▶ **Source text**:
Start of Block
She arrived in Levajok with eight healthy and happy dogs all eating well and free from injury, but due to storm conditions, high winds and 50cm of fresh, wet snow on the toughest mountain stage between Levajok and Skogavarre, it was decided in the best interests of both dogs and her own safety to retire.
Emma was more than happy to continue, but felt the yearlings on the team needed more time before heading out to face such extreme conditions.
“My decision to scratch was an easy one when I arrived at Levajok checkpoint,” said Emma.
“The couple of teams ahead were waiting for us, so we could head out together at 5am the next day as this was our only opportunity during a break in the storm to climb the toughest leg of the race over the mountain to Skoganvarre as safely as possible.
“It was not meant to be. The local trail breakers on snow scooters had just got back from checking on a musher stuck at the top who was an experienced Bear Grylls type. He took 16 hours to complete the leg and another team had returned defeated by the conditions.
“They reported the trail markers had been blown away in 20 metres-a-second wind (60 mph) and half-a-metre of snow had fallen covering the trail and rain had started making it very soft - a bit like a sandy beach but we call it sugary snow.
“This was not going to be a positive experience for the dogs mentally, let alone the risk of us being blown off our feet. The other teams decided to scratch and I felt there was always another day to conquer this mountain in more relatively safe conditions.”
As a rookie of the race she started with a mix of excitement and nervous energy.
“I was nervous in case I couldn't live up to my dogs’ expectations of communication and care.
“As we got further into the race, I was on a steep learning curve, which I haven’t begun to start to process until now when I look back at my fantastic experience.
“The arctic landscape was amazing. Sledding by moonlight with a Northern Lights show all around me, I realised we were being tracked by a wolf, which was slightly un-nerving as it was only then, the realisation hit that we were, indeed, all alone in this vast space.”
End of Block
(Saved entries)
Start of Block
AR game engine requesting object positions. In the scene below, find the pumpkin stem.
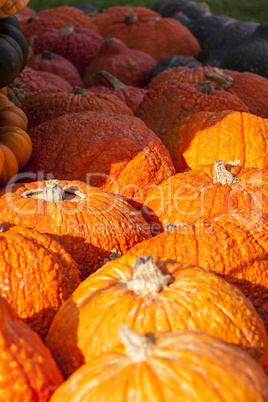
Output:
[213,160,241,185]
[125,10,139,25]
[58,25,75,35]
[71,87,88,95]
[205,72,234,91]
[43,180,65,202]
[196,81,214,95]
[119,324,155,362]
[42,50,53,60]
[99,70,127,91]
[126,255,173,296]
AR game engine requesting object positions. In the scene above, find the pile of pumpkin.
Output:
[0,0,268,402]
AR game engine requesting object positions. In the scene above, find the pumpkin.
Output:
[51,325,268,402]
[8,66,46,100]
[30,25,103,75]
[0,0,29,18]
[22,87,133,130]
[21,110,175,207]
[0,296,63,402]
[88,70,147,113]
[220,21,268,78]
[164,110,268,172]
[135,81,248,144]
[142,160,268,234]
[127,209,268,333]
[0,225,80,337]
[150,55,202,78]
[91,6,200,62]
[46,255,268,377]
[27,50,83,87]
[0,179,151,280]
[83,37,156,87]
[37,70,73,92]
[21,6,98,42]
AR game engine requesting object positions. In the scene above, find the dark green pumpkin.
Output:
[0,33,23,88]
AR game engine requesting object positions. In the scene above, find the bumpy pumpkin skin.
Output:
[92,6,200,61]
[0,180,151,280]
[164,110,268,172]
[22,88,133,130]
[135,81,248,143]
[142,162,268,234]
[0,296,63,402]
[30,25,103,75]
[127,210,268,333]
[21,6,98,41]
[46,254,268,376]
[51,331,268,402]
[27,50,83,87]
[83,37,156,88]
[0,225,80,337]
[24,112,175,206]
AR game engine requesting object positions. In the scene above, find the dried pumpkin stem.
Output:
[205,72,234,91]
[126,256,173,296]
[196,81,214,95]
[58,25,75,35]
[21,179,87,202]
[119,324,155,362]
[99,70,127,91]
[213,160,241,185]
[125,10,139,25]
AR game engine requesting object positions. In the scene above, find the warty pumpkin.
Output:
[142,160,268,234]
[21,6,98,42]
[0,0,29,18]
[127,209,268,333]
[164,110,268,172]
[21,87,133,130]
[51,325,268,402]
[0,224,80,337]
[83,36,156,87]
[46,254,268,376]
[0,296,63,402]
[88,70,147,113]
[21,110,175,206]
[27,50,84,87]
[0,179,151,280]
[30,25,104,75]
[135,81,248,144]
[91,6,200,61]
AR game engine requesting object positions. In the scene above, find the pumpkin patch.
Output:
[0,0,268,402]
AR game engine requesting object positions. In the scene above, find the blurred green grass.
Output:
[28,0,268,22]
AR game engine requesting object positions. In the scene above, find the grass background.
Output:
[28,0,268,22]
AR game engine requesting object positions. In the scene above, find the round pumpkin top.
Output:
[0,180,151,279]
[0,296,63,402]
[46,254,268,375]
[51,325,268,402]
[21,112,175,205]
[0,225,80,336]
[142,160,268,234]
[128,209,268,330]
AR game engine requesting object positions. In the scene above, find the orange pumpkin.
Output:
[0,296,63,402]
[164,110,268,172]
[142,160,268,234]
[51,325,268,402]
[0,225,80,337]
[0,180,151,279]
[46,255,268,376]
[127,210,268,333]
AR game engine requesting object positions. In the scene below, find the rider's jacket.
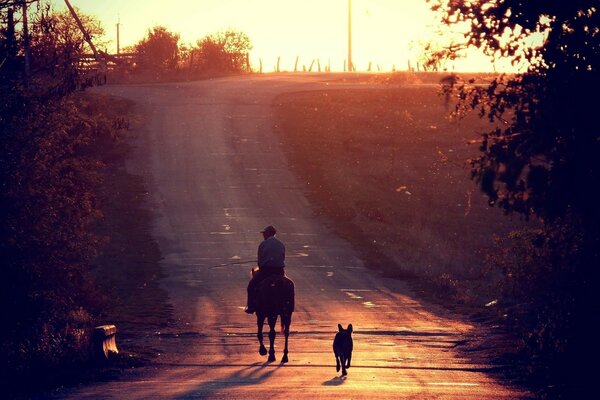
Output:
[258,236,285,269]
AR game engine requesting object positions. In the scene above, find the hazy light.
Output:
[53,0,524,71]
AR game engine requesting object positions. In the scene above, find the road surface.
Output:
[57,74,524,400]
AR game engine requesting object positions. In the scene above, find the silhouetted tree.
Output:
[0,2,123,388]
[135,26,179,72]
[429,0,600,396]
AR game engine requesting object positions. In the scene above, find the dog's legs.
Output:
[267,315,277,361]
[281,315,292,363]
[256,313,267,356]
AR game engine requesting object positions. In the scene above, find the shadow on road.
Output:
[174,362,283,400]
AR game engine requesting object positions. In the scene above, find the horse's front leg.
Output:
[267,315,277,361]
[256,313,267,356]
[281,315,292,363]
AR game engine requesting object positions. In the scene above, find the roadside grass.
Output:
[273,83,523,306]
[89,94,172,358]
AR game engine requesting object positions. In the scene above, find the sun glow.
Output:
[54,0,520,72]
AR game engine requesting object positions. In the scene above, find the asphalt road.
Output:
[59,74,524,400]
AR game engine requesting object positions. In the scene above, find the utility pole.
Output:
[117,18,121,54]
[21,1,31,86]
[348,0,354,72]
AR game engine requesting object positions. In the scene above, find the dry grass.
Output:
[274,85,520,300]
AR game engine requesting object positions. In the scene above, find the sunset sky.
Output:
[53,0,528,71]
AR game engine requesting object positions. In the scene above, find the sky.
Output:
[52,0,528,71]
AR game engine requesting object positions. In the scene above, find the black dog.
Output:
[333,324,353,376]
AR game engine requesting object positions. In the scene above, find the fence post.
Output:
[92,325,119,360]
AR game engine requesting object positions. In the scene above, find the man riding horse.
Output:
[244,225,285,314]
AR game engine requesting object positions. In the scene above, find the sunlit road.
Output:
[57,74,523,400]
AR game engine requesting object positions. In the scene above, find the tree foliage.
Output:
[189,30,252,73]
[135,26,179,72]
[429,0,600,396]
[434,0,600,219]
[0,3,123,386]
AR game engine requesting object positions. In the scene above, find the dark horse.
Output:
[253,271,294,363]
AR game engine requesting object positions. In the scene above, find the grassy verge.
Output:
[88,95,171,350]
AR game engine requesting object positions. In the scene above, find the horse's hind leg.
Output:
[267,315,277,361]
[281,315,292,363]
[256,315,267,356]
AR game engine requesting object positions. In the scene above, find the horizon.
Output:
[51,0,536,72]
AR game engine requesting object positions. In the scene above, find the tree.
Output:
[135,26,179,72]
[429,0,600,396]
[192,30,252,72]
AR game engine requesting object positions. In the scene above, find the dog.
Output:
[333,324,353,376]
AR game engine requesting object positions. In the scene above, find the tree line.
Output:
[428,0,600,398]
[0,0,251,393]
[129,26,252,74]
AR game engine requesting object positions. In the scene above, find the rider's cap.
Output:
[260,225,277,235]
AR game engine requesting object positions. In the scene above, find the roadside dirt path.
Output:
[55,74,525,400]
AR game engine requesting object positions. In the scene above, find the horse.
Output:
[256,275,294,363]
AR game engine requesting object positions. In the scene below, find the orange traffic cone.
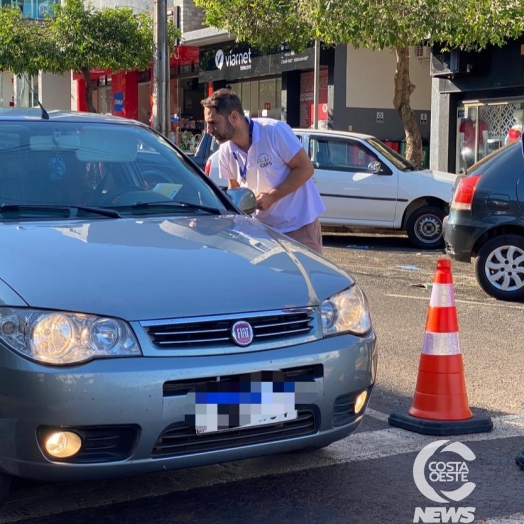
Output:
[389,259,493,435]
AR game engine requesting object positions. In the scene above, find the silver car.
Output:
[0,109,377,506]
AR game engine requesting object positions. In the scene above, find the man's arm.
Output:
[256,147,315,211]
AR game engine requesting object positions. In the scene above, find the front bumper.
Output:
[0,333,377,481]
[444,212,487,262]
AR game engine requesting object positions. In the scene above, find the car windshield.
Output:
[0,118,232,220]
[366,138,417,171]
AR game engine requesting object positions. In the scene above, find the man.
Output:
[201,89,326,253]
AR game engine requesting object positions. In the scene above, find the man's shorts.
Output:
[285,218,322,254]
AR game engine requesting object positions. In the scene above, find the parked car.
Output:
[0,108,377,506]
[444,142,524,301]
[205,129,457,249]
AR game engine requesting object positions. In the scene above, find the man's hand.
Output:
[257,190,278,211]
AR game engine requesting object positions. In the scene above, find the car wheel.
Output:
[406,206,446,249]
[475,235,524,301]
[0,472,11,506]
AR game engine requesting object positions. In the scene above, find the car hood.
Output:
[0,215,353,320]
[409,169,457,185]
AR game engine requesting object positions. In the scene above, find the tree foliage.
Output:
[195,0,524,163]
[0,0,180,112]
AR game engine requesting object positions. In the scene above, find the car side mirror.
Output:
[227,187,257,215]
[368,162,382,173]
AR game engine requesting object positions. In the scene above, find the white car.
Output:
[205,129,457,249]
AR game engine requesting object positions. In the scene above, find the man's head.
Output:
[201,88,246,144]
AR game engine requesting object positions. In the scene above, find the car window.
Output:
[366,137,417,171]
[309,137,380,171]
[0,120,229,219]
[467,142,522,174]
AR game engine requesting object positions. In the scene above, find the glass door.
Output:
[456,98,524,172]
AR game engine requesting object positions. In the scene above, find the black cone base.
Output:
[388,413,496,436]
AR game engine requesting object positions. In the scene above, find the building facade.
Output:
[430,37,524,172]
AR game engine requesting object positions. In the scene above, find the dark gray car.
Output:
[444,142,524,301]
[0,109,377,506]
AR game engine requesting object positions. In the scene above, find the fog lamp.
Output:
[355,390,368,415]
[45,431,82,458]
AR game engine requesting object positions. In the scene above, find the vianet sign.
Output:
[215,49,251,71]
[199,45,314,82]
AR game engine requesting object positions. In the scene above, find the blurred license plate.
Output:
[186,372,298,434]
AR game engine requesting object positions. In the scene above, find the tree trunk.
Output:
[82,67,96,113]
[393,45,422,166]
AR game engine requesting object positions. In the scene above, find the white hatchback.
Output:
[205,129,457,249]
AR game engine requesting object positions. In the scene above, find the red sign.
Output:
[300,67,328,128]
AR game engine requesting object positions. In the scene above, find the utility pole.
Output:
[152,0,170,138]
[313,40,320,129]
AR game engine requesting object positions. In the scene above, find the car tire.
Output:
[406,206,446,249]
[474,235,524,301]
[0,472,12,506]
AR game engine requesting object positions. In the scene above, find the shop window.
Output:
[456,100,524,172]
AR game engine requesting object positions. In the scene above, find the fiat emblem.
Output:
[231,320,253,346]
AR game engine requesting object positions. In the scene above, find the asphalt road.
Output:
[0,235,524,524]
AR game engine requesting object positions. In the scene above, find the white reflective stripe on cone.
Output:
End of Block
▶ **Questions**:
A – From the sled-dog race account, print the passage between "She arrived in" and "safely as possible.", inclusive.
B – According to the sled-dog race account, at what time were the teams at Levajok planning to head out together?

▶ **Responses in order**:
A –
She arrived in Levajok with eight healthy and happy dogs all eating well and free from injury, but due to storm conditions, high winds and 50cm of fresh, wet snow on the toughest mountain stage between Levajok and Skogavarre, it was decided in the best interests of both dogs and her own safety to retire.
Emma was more than happy to continue, but felt the yearlings on the team needed more time before heading out to face such extreme conditions.
“My decision to scratch was an easy one when I arrived at Levajok checkpoint,” said Emma.
“The couple of teams ahead were waiting for us, so we could head out together at 5am the next day as this was our only opportunity during a break in the storm to climb the toughest leg of the race over the mountain to Skoganvarre as safely as possible.

B – At 5am the next day.